*SOURCE EXTRACT*.
Schemers have been reluctant to make this leap, because it has never been clear just how much code relies on mutable pairs. We don’t know how much the switch will cost in porting time and long-term incompatibility, and we don’t really know how much we will gain. We won't know until we try it.

For PLT Scheme v4.0, we’re going to try it. In our main dialects of Scheme (such as the mzscheme language), cons will create immutable pairs, and pair? and list? will recognize only immutable pairs and lists. The set-car! and set-cdr procedures will not exist. A new set of procedure mcons, mcar, mcdr, set-mcar!, and set-mcdr! will support mutable pairs. (A related v4.0 change is that define-struct by default creates immutable structure types.)

Of course, PLT Scheme v4.0 will support an R5RS language where cons is mcons, and so on, so many old programs can still run easily in the new version. The difference is that interoperability between R5RS libraries and PLT Scheme libraries will be less direct than before.

Experience So Far

PLT Scheme v3.99.0.2 exists already in a branch of our SVN repository, and it will soon move to the SVN trunk. That is, we have already ported at least a half million lines of Scheme code to a dialect without set-car! and set-cdr!.

The conversion took about eight hours. Obviously, relatively little code had to change. The following are the typical porting scenarios:

  • The reverse! and append! functions were frequently used for “linear updates” by performance-conscious implementors. As our underlying Scheme implementation has improved, however, the performance benefits of these functions has become less. All uses could be replaced with reverse and append.

  • The set-cdr! operation was often used to implement an internal queue. Such internal queues were easily changed to use mcons, mcar, mcdr, and set-mcdr!.

*EXERCISE INSTRUCTIONS*.
1. Answer these questions using the PLT Scheme excerpt.
(a) In the main dialects of PLT Scheme v4.0, what kind of pairs will cons create?
(b) About how long did the conversion take?
(c) What functions replaced all uses of reverse! and append!?
2. Reproduce the PLT Scheme excerpt word for word, starting with "The conversion took" and going on through "reverse and append.".
3. Carry on the PLT Scheme excerpt after its final sentence.

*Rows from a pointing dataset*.
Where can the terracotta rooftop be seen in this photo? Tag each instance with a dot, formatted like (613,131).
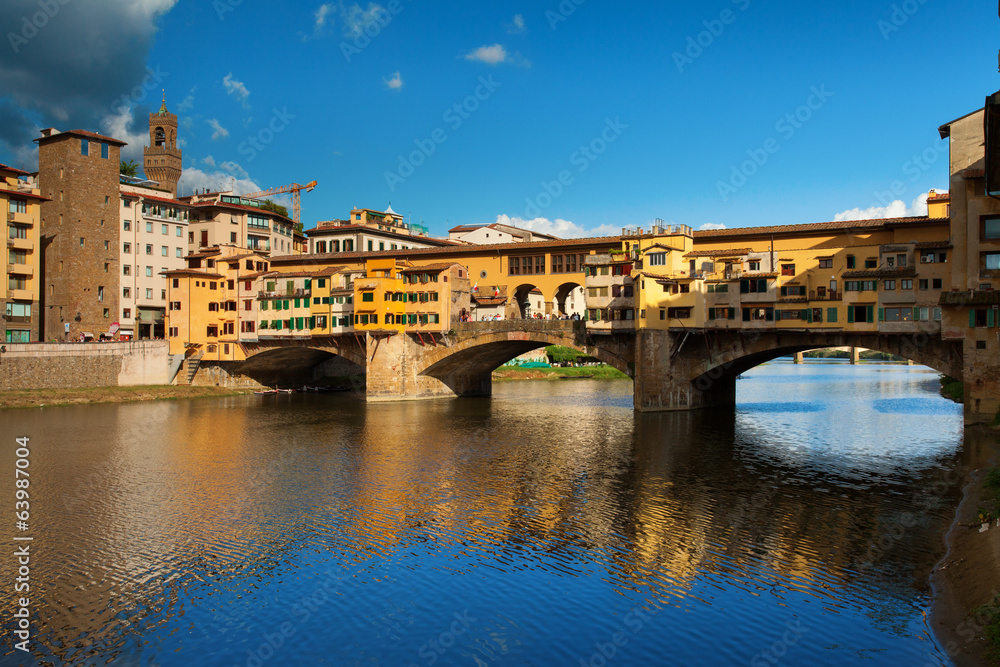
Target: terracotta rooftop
(738,252)
(816,227)
(80,133)
(443,266)
(7,167)
(605,241)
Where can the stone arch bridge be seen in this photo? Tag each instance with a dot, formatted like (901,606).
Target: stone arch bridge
(671,370)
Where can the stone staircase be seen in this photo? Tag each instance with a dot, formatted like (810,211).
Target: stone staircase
(189,369)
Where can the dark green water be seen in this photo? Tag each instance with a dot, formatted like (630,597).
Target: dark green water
(548,525)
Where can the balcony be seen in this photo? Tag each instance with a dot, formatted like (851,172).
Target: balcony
(285,294)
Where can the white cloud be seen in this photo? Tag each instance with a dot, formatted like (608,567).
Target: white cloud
(395,82)
(897,209)
(518,26)
(188,102)
(193,180)
(236,90)
(491,55)
(118,124)
(562,228)
(218,132)
(357,19)
(236,170)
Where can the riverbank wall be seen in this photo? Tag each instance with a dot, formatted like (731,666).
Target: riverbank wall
(76,365)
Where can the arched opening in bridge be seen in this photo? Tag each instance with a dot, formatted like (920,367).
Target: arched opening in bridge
(570,300)
(531,302)
(469,369)
(296,366)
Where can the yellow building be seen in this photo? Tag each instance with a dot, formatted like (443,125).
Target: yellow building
(21,202)
(212,304)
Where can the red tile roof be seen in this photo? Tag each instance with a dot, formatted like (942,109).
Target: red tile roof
(7,167)
(81,133)
(816,227)
(606,241)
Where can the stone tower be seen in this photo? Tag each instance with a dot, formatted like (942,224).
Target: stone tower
(162,158)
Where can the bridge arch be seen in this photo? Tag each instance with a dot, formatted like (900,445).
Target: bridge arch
(729,360)
(481,352)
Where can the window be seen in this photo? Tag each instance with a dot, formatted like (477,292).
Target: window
(758,314)
(990,229)
(899,314)
(753,286)
(861,314)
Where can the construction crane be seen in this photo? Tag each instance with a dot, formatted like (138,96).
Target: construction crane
(296,191)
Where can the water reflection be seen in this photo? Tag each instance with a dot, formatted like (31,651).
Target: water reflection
(527,528)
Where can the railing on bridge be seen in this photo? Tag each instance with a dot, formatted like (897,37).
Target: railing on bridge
(549,326)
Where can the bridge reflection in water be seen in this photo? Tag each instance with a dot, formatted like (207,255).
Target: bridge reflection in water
(185,532)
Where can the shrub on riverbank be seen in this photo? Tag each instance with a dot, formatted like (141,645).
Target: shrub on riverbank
(953,389)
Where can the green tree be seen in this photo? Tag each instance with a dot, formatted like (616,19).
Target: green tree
(129,168)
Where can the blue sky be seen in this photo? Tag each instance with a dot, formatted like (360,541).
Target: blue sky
(576,116)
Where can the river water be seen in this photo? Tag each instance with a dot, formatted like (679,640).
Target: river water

*RESPONSES FOR EACH TASK*.
1.
(a) Immutable pairs.
(b) About eight hours.
(c) reverse and append.

2.
The conversion took about eight hours. Obviously, relatively little code had to change. The following are the typical porting scenarios:

  • The reverse! and append! functions were frequently used for “linear updates” by performance-conscious implementors. As our underlying Scheme implementation has improved, however, the performance benefits of these functions has become less. All uses could be replaced with reverse and append.

3.
  • An association-list mapping was sometimes updated with set-cdr! when a mapping was present, otherwise the list was extended. Since the extension case was supported, it was easy to just update the list functionally. (The relevant lists were short; if the lists were long, the right change would be to use a hash table instead of a list.)

  • A pair was sometime used for an updatable mapping where a distinct structure type is better. The quick solution was to throw in a mutable box in place of the value.

The PLT Scheme code might be better positioned for the switch than arbitrary Scheme code. Most of it was written by a handful of people who understood the problems of mutable pairs, and who might therefore shy away from them. However, the PLT Scheme code base includes a lot of code that was not written specifically for PLT Scheme, including Slatex, Tex2page, and many SRFI reference implementations. With the exception of SRFI-9, which generalizes set! to work with pairs, the SRFI implementations were remarkably trouble free. (Thanks to Olin Shivers for making mutation optional in the “linear update” functions like reverse! from SRFIs 1 and 32.)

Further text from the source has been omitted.